__TEXTE SOURCE__:
En effet, pour susciter un engouement, il ne fallait pas que le scénario du "Jeu de la dame" ennuie. Le moins que l'on puisse dire, c'est que c'est une véritable réussite ! Elle tient surtout aux éléments que j'ai cités plus haut mais pas que. Le scénario lui-même n'est absolument pas dénué d'intérêt, et c'est surtout ce point qui intéresse finalement les téléspectateurs qui n'y connaissent rien aux échecs. L'histoire d'Elisabeth Harmon, étalée sur une vingtaine d'années, bien que construite principalement autour de son ascension dans le monde des échecs, n'est pas seulement centrée sur ce sujet. Beth Harmon, du fait d'être devenue orpheline à l'âge de seulement 9 ans, est hantée durant tout son parcours par la mort brutale de sa mère. De son père, on ne sait rien, et on n'en apprend pas tellement plus une fois la série terminée. Mais l'on voit sa mère à plusieurs reprises, et on comprend de mieux en mieux le climat dans lequel la petite Beth a vécu les premières années de sa vie, expliquant aisément ses moments de perdition auxquels on assiste à plusieurs moments, même s'il persiste une zone d'ombre. Eh oui, tout n'est pas dit au sujet de sa petite enfance, et on ne peut qu'imaginer une grande partie de l'histoire. Personnellement, je n'ai pas trouvé cela dérangeant. Au contraire, je trouve que cela contribue à garder une forme de mystère autour de ce personnage, qui la rend particulièrement attachante. Au fil des épisodes, on sourit avec ses victoires, on est pris d'un sentiment de haine quand on se rend compte à quel point son père d'adoption ne la considère pas, on est triste quand elle coule, et on est soulagé quand elle remonte à la surface. "Le jeu de la dame", c'est tout un panel d'émotions qui nous traverse. Vraiment, une magnifique réussite !

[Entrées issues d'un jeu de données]
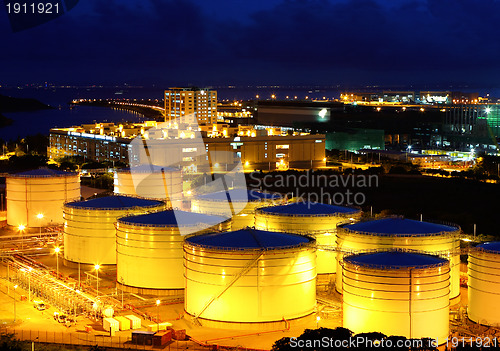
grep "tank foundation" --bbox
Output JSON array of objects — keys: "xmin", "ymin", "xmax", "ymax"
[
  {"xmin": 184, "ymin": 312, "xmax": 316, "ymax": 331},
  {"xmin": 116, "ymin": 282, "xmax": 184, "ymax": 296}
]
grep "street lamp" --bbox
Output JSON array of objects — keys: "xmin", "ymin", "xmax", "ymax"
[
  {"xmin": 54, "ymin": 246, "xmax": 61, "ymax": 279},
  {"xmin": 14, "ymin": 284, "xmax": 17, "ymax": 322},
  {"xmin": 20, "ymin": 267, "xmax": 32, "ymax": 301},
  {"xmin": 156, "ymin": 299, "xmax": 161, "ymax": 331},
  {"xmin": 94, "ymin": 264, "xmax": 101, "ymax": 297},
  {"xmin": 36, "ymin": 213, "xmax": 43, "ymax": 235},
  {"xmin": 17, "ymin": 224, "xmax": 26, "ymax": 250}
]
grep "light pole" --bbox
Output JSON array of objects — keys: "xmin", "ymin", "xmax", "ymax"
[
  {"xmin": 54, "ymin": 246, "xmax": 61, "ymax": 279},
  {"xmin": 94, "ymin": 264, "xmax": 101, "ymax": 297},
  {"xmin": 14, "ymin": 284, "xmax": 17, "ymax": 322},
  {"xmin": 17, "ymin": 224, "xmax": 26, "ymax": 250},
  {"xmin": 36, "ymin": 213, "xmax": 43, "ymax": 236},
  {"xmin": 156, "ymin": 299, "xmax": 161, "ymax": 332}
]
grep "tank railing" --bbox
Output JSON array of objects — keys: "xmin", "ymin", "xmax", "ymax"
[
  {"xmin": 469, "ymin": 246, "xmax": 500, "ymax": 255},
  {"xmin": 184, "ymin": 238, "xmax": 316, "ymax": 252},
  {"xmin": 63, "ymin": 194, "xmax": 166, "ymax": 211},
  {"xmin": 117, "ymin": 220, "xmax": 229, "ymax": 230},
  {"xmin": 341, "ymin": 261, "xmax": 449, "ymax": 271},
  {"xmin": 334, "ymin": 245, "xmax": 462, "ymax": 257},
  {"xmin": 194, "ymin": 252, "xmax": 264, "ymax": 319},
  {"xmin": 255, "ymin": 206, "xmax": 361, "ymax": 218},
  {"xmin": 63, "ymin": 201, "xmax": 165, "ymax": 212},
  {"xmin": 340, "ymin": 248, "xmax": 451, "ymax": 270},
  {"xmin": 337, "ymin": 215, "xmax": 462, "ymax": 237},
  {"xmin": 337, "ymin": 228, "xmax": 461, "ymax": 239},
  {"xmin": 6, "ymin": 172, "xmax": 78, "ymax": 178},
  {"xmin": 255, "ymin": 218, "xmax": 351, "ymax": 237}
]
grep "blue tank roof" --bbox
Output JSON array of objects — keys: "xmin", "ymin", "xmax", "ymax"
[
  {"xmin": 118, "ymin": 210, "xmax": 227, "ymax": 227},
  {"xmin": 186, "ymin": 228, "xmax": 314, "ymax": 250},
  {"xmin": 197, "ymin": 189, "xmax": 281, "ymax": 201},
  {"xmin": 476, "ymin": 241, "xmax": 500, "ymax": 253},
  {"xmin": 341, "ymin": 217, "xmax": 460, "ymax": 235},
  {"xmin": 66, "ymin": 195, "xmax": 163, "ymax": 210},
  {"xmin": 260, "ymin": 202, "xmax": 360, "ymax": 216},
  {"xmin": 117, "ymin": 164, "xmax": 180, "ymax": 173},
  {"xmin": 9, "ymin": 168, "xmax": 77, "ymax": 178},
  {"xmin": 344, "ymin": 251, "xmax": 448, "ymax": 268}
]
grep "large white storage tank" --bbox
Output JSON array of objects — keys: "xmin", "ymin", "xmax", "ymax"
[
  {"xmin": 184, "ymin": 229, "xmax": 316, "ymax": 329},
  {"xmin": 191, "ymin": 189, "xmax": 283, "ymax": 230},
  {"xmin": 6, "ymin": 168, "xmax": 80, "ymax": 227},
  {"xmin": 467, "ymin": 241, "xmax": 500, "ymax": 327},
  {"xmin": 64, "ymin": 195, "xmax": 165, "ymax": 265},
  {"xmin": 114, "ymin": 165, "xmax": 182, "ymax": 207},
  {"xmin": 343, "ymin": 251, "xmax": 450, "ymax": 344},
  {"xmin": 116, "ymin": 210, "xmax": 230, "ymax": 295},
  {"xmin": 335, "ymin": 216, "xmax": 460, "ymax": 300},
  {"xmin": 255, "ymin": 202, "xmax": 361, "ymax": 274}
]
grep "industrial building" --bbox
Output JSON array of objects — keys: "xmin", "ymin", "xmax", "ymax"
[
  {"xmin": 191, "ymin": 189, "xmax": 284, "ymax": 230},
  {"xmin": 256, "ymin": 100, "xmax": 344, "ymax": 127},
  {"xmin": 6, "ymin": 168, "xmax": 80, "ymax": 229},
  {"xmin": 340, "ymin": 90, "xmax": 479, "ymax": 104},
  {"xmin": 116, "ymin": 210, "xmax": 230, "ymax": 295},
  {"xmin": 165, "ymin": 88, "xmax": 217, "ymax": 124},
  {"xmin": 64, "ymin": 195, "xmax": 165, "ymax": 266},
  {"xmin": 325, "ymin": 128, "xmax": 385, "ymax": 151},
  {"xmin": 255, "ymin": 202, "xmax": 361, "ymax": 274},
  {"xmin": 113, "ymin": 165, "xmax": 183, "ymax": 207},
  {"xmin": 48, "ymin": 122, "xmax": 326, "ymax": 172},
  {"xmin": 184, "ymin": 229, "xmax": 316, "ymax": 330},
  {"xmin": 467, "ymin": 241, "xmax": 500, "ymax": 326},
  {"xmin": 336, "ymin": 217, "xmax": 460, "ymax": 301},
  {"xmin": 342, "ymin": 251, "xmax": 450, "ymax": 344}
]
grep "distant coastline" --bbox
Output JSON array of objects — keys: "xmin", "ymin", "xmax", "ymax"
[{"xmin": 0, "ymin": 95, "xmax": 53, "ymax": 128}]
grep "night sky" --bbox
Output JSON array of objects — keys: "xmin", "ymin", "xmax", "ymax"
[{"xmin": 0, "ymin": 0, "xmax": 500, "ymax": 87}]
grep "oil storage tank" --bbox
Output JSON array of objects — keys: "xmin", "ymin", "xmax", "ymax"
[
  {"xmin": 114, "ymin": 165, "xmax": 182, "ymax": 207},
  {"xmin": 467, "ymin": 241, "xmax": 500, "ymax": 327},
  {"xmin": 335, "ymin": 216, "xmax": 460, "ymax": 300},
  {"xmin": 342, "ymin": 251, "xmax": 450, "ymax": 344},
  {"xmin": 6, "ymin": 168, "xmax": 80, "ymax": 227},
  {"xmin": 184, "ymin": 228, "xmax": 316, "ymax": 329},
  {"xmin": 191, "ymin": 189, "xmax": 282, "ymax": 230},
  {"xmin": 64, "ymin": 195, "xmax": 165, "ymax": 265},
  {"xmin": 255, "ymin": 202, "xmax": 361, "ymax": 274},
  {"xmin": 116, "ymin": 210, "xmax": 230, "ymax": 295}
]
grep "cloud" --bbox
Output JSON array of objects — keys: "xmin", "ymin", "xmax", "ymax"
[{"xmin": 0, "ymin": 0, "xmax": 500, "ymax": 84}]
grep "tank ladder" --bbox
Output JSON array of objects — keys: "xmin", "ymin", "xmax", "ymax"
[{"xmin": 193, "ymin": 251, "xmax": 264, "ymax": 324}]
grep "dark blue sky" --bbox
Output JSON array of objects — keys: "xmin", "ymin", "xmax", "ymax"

__EXERCICES__:
1. D'après le texte sur « Le Jeu de la dame », à quel âge Beth Harmon devient-elle orpheline ?
2. Poursuivez, s'il vous plaît, le texte sur « Le Jeu de la dame » après sa dernière phrase.

__RÉPONSES ATTENDUES__:
1. À l'âge de 9 ans.

2.
Le champion du monde d'échecs Garry Kasparov
Le champion du monde d'échecs Garry Kasparov

Il faut savoir que pas moins de 350 parties sont proposées à travers les 7 épisodes que comptent "Le jeu de la dame", et que c'est le célèbre joueur Bruce Pandolfini qui les a inventées et peaufinées. Le joueur encore plus célèbre et champion du monde Garry Kasparov a également participé en tant que consultant sur le tournage, et le rôle du joueur russe Vasily Borgov lui était par ailleurs destiné. Kasparov n'a pu le camper, pour cause de soucis d'emploi du temps. Anya Taylor-Joy, quant à elle, a accepté d'occuper le rôle de Beth Harmon sans même avoir lu le script de la série. A savoir également, le regretté Heath Ledger voulait adapter le roman de Walter Tevis en un film, mais ce projet n'a pu être mené à bien du fait de son décès en 2008. Le succès du "Jeu de la dame" est tel que cette mini-série s'est retrouvée dans le top 10 des programmes les plus regardés dans pas moins de 63 pays. C'est aussi la série la plus regardée de toute l'histoire de Netflix, devant des monuments tels que "Breaking Bad" (vous pouvez voir ma chronique à ce sujet). En somme, si vous n'avez pas encore pris le temps de regarder "Le jeu de la dame", foncez, même si vous ne connaissez rien aux échecs ! Vous n'en ressortirez clairement pas déçu(e) ;-)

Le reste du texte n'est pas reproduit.